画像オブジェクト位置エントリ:
++++++++++

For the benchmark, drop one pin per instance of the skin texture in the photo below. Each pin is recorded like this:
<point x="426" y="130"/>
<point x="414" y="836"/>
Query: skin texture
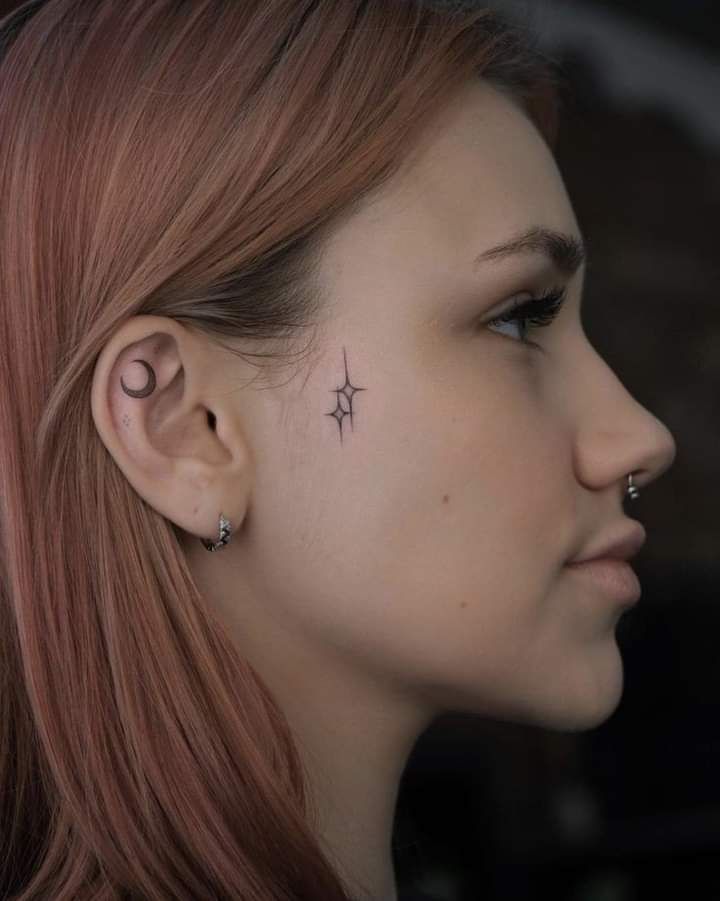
<point x="414" y="564"/>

++++++++++

*作業指示*
上記のデータを依頼文も含めて全行そのまま再掲し、解答中の座標値にはすべて121を加算してください。画像は出力から除いてください。

*解答例*
For the benchmark, drop one pin per instance of the skin texture in the photo below. Each pin is recorded like this:
<point x="426" y="130"/>
<point x="414" y="836"/>
Query: skin texture
<point x="535" y="685"/>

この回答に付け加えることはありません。